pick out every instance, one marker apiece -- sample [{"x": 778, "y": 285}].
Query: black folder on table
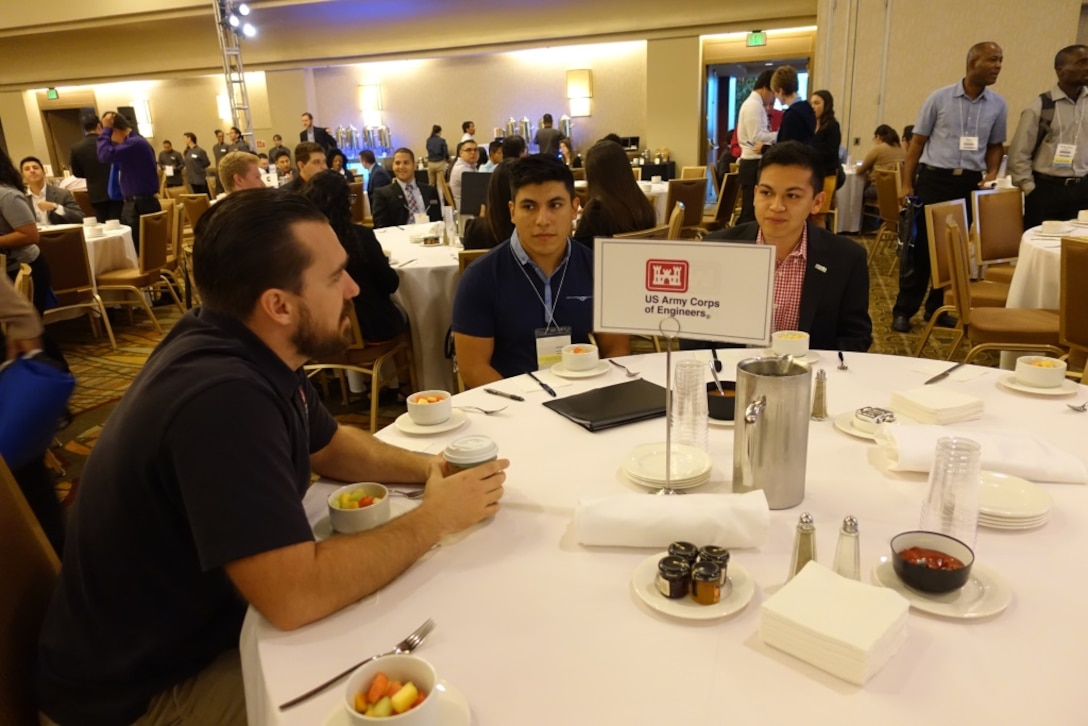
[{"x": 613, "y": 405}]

--

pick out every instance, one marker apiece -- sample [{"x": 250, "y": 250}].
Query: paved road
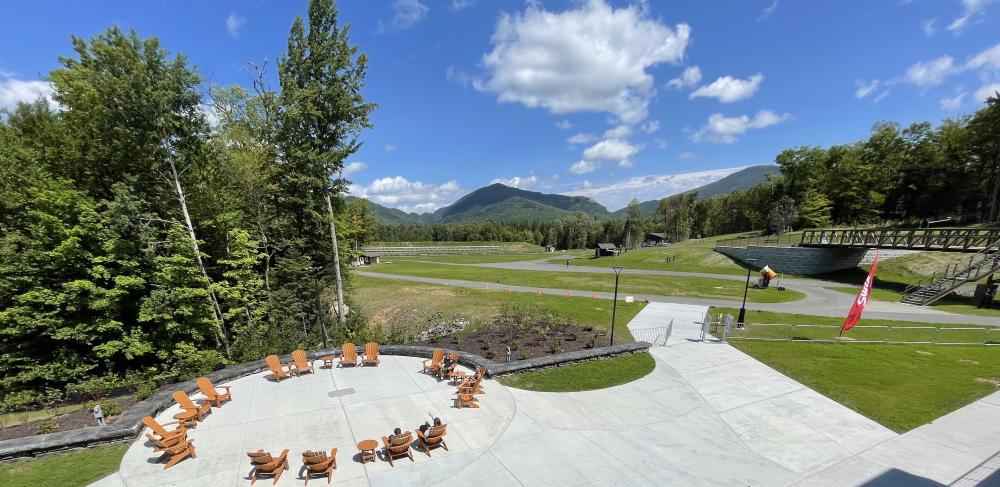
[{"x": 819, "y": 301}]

--

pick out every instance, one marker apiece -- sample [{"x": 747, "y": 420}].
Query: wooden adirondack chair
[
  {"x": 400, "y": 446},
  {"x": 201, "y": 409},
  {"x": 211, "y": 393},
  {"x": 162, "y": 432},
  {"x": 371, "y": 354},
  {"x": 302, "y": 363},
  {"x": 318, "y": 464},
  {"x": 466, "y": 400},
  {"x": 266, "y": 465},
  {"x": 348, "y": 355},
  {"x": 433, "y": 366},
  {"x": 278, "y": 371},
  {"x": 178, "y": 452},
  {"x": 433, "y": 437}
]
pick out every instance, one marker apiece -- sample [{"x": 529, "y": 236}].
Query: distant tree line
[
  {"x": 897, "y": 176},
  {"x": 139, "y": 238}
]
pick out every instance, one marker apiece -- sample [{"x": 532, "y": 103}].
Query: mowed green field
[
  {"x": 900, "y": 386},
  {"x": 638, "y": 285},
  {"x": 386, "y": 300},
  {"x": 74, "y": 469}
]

* Your assignment: Read through the listing and copy each line in which the word "every" occurs.

* Output:
pick out every instance, one marker apiece -- sample [{"x": 778, "y": 285}].
pick out every instance, one marker apiece -- sample [{"x": 250, "y": 250}].
pick out every instance, one marker apiece -- sample [{"x": 747, "y": 420}].
pick out every instance, one marker apiece -- sample [{"x": 529, "y": 236}].
pick out every instance, one marker apiece -- sample [{"x": 532, "y": 103}].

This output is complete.